Polecenie 1
Ile dni mieli nauczyciele i pedagodzy objęci nowymi regulacjami na uzyskanie zaświadczenia według tekstu o ustawie „lex Kamilek”?

Wybrany fragment

__________

Ustawa "lex Kamilek" nałożyła na setki tysięcy ludzi i podmiotów rozmaite obowiązki biurokratyczne. Jednym z nich jest wymóg posiadania zaświadczenia o niekaralności przez nauczycieli. Władza zażyczyła sobie, żeby nauczycieli i osoby, które pracują z nieletnimi, miały takie dokumenty. Wobec tego w całej Polsce nauczyciele ruszyli w ostatnich dniach do punktów sądowych, w których mogą go wyrobić.
Lex Kamilek. Rząd chce zaświadczeń o niekaralności od nauczycieli
"Lex Kamilek", czyli ustawa o przeciwdziałaniu zagrożeniom przestępczością na tle seksualnym, wprowadza według jej autorów nowe standardy ochrony małoletnich. Nauczyciele i pedagodzy objęci nowymi regulacjami mieli 11 dni na uzyskanie zaświadczenia.

__________

Polecenie 2
Przepisz słowo w słowo tę część wpisów, która rozpoczyna się wierszem zawierającym „black leather chair.” i trwa aż do końca wpisów, wraz z oboma wierszami granicznymi.

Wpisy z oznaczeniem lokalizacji
__________

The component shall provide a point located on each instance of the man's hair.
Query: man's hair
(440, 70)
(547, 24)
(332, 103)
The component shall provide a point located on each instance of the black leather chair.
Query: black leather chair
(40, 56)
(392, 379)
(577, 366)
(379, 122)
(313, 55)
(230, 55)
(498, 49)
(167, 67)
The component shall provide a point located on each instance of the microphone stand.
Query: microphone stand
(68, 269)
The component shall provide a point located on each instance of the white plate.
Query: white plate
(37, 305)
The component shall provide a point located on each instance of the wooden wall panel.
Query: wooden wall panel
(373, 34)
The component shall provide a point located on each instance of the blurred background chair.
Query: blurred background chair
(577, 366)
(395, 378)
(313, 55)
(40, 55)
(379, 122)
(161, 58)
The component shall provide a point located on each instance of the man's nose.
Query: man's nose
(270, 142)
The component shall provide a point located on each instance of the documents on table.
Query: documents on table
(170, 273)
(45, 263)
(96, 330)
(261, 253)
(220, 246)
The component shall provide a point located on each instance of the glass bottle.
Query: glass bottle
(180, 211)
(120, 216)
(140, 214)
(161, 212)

__________

Rozwiązanie wzorcowe 1
Mieli na to 11 dni.

Rozwiązanie wzorcowe 2
The component shall provide a point located on each instance of the black leather chair.
Query: black leather chair
(40, 56)
(392, 379)
(577, 366)
(379, 122)
(313, 55)
(230, 55)
(498, 49)
(167, 67)
The component shall provide a point located on each instance of the microphone stand.
Query: microphone stand
(68, 269)
The component shall provide a point located on each instance of the white plate.
Query: white plate
(37, 305)
The component shall provide a point located on each instance of the wooden wall panel.
Query: wooden wall panel
(373, 34)
The component shall provide a point located on each instance of the blurred background chair.
Query: blurred background chair
(577, 366)
(395, 378)
(313, 55)
(40, 55)
(379, 122)
(161, 58)
The component shall provide a point located on each instance of the man's nose.
Query: man's nose
(270, 142)
The component shall provide a point located on each instance of the documents on table.
Query: documents on table
(170, 273)
(45, 263)
(96, 330)
(261, 253)
(220, 246)
The component shall provide a point located on each instance of the glass bottle.
Query: glass bottle
(180, 211)
(120, 216)
(140, 214)
(161, 212)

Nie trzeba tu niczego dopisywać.